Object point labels
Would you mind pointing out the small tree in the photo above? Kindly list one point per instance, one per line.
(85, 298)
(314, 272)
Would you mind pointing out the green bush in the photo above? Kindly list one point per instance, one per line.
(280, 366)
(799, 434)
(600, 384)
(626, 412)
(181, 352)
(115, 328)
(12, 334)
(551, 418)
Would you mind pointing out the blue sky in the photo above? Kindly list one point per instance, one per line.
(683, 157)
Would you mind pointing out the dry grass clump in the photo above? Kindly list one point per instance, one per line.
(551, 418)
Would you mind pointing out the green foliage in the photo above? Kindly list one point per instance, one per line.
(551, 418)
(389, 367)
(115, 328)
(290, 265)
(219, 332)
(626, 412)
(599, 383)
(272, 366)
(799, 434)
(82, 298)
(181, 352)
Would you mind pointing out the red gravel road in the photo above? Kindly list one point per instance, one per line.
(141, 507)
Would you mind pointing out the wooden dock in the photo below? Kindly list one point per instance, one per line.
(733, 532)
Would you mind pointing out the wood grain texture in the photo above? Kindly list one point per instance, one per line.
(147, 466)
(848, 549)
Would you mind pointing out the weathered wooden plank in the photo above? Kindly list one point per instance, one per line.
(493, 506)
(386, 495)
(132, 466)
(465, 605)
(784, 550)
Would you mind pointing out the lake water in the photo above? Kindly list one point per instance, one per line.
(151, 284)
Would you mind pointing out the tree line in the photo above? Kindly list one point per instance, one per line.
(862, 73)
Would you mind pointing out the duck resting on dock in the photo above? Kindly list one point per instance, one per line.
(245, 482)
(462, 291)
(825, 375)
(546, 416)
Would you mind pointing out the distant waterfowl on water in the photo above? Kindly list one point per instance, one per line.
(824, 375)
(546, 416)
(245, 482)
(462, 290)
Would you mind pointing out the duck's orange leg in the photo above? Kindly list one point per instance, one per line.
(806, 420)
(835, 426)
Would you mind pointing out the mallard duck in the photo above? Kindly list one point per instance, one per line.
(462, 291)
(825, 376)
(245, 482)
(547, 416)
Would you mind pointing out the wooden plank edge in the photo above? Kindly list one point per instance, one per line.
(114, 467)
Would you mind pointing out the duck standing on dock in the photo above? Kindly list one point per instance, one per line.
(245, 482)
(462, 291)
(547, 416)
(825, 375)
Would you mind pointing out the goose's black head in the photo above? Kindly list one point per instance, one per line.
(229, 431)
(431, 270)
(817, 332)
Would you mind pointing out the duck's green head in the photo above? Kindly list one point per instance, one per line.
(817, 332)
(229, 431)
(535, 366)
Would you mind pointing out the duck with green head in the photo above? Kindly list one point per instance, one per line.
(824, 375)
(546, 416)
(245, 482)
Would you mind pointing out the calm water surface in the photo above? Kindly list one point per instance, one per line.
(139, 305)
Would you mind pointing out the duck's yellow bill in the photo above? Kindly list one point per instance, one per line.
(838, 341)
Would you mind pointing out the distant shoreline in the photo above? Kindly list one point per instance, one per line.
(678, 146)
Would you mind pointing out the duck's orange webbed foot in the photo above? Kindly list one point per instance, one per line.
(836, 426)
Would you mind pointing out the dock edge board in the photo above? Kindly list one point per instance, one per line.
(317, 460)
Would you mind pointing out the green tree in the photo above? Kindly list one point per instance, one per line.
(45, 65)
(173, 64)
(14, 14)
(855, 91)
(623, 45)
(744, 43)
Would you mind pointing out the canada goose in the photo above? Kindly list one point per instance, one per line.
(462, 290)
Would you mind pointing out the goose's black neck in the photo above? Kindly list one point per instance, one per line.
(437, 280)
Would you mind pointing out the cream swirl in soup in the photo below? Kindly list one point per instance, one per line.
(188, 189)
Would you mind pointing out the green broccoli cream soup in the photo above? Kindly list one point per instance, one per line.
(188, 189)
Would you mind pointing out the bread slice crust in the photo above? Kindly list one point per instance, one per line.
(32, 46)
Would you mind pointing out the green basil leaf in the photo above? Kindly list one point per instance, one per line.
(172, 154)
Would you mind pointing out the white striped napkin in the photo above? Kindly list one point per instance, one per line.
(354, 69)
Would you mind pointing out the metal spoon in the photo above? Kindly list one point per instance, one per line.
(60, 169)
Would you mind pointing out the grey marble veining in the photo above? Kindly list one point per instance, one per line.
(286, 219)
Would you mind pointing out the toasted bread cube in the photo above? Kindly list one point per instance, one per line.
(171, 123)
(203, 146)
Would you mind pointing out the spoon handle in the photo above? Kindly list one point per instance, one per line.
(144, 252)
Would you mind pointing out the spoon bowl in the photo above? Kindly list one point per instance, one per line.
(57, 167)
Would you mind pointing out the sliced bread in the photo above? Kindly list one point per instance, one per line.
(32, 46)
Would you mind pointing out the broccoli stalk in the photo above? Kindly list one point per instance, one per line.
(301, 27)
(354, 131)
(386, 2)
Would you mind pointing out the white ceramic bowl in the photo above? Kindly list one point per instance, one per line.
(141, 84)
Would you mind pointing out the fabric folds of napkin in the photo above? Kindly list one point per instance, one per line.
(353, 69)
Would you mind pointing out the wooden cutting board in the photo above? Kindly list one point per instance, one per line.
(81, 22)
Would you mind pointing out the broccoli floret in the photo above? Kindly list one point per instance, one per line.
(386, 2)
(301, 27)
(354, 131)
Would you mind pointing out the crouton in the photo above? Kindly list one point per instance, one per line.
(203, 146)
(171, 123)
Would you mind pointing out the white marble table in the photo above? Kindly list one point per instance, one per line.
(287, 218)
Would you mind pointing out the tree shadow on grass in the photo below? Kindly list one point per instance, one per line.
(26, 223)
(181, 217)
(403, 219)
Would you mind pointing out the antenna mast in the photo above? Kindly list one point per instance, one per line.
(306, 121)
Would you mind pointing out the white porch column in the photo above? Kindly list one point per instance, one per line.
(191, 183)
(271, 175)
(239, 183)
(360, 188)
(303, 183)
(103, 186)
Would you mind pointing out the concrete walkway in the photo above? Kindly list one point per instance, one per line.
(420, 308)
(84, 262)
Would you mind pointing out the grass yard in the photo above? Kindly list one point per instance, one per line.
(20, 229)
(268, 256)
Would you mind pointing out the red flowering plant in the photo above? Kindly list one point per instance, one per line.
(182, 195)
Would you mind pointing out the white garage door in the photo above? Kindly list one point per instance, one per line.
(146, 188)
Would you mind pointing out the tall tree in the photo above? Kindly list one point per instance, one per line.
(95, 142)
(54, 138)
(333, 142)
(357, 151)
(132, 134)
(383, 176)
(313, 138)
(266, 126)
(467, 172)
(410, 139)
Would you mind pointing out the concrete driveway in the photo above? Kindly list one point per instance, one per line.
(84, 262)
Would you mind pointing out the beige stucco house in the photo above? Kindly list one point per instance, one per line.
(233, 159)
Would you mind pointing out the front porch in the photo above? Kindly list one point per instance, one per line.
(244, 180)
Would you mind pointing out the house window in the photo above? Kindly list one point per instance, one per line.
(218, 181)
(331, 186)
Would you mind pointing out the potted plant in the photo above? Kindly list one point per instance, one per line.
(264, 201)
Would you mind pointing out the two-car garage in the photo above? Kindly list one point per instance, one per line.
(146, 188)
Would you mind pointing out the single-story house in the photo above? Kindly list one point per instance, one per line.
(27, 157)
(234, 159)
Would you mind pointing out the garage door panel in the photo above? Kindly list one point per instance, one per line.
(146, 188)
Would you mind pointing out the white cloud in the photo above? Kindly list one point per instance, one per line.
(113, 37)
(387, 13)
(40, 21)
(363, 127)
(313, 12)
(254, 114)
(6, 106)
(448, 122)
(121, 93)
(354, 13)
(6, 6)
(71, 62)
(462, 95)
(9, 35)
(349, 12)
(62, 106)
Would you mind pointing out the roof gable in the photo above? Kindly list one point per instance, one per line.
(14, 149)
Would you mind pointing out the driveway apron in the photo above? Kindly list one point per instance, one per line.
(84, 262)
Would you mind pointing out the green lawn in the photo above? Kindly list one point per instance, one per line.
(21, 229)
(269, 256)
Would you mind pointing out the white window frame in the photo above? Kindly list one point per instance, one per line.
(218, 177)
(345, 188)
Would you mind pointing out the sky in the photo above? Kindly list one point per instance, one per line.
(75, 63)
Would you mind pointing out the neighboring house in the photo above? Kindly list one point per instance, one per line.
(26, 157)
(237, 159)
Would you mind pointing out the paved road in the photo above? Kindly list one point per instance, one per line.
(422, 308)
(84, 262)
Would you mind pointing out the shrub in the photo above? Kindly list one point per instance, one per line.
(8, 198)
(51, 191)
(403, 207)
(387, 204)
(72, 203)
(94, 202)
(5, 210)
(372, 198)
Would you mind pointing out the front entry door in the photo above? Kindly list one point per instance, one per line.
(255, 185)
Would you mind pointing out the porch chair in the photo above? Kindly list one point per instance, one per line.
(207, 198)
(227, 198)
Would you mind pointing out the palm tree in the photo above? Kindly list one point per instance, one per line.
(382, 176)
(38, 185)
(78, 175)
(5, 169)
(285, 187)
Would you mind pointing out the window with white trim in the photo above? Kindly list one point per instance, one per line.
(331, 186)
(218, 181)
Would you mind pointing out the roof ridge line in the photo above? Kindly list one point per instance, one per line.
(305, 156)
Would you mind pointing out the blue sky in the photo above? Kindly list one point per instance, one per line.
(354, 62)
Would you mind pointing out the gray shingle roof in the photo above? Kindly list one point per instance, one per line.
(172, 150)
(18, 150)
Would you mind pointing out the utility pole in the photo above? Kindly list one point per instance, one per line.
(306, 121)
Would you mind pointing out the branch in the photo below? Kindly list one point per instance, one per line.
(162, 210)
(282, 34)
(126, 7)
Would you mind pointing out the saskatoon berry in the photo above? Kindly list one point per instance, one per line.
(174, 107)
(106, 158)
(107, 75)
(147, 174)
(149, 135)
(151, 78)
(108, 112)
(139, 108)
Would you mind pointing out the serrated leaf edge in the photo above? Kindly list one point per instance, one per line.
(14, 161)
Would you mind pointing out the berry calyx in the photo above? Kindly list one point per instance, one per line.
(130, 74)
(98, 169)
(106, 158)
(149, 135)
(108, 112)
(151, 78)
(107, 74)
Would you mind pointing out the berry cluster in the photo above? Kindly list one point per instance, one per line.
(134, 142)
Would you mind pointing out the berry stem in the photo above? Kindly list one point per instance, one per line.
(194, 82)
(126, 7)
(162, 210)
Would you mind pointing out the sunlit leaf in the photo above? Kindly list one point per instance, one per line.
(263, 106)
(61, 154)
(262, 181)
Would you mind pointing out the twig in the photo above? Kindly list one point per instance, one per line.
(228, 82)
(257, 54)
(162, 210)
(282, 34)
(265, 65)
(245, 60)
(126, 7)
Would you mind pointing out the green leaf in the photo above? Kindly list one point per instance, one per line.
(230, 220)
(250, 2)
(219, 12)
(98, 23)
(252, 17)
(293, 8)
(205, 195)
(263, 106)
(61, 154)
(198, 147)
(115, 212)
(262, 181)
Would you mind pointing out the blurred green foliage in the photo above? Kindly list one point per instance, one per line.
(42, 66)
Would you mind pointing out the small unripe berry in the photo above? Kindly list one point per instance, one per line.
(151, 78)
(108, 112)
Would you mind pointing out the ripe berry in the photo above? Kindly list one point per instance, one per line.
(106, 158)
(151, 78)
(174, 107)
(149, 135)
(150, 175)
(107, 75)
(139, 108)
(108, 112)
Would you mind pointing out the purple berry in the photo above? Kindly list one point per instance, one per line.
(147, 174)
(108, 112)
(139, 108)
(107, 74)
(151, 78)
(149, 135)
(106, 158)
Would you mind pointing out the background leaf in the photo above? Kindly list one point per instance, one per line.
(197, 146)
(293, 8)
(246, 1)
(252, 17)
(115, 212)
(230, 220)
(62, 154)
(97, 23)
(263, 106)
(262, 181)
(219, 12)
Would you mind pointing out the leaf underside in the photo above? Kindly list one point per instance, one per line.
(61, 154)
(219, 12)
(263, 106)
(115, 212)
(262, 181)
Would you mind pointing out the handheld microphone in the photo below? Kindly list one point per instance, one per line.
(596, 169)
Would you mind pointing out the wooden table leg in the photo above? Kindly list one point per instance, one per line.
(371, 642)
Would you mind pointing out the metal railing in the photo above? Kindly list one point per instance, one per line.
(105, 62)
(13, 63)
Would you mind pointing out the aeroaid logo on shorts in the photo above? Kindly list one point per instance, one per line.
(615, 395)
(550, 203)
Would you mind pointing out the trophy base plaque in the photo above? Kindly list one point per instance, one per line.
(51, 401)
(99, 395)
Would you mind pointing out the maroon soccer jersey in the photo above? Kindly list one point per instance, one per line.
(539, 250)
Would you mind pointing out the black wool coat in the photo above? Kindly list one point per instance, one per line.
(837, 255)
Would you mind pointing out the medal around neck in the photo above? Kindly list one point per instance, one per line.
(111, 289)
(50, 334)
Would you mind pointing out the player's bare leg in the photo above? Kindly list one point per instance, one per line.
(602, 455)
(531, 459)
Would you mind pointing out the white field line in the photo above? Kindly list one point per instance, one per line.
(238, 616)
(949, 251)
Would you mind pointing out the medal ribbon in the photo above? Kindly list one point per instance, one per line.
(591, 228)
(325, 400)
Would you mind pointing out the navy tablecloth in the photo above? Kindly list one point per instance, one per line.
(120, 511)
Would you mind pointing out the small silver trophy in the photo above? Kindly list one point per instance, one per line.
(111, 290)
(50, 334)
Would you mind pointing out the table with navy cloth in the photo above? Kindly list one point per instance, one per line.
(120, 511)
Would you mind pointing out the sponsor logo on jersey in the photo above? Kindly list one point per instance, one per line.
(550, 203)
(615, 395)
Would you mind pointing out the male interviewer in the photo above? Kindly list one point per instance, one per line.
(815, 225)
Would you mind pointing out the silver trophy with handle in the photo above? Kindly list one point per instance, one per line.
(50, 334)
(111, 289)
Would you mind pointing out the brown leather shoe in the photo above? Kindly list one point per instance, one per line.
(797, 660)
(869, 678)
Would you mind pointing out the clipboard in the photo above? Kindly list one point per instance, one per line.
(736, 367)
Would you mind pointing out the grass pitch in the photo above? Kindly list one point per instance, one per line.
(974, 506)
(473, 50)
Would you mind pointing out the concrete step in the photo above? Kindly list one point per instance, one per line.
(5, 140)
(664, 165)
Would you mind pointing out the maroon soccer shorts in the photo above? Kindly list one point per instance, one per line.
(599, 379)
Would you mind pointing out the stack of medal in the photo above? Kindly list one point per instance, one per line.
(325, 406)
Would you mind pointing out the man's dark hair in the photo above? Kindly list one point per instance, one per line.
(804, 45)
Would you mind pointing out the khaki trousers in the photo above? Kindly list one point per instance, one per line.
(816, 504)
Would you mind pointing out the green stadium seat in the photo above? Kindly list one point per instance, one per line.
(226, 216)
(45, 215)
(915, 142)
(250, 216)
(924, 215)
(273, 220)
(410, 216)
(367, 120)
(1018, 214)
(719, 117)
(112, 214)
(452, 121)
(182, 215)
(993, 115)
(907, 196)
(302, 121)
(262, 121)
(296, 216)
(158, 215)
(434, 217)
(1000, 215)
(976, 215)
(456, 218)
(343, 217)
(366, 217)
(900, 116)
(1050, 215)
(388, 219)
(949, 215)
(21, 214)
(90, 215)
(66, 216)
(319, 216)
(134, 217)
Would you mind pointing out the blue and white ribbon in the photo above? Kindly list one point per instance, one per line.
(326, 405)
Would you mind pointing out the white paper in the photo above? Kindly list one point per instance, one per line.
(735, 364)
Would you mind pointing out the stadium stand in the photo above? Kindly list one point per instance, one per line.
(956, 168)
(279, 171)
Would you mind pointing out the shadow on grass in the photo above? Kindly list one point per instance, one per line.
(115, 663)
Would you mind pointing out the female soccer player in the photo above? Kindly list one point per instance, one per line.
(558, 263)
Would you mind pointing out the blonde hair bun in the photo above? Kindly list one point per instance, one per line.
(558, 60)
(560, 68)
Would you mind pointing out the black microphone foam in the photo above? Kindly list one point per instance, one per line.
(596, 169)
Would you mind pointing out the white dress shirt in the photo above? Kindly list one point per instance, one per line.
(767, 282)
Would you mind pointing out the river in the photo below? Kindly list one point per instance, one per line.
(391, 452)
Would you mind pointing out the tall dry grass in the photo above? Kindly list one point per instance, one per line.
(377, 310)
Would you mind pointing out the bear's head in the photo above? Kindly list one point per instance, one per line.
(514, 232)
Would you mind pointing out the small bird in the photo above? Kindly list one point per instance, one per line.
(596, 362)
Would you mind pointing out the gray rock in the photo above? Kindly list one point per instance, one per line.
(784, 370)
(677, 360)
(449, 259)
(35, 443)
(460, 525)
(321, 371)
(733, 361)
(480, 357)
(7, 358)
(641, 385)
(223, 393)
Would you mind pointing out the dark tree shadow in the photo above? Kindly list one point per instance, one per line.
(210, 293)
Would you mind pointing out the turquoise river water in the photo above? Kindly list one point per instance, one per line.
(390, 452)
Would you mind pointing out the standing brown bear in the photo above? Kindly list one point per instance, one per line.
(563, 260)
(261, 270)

▸ Stated goal: Repeat exactly, and only, the lines from the line with "Would you mind pointing out the gray rock" through the end of the listing above, both ends included.

▸ Answer to the exercise:
Would you mind pointing out the gray rock in the photo above? Kindly list one point per instance, one per line.
(784, 370)
(677, 360)
(449, 259)
(35, 443)
(460, 525)
(321, 371)
(733, 361)
(480, 357)
(7, 358)
(641, 385)
(223, 393)
Would you mind pointing out the dark tree shadow in the photo above? Kindly list one point per instance, one per line.
(210, 293)
Would you mind pointing out the turquoise river water in the photo above? Kindly list one point per instance, one per line.
(390, 452)
Would you mind pointing out the standing brown bear in the photo above? Kindly list one point per instance, one per line.
(563, 260)
(261, 270)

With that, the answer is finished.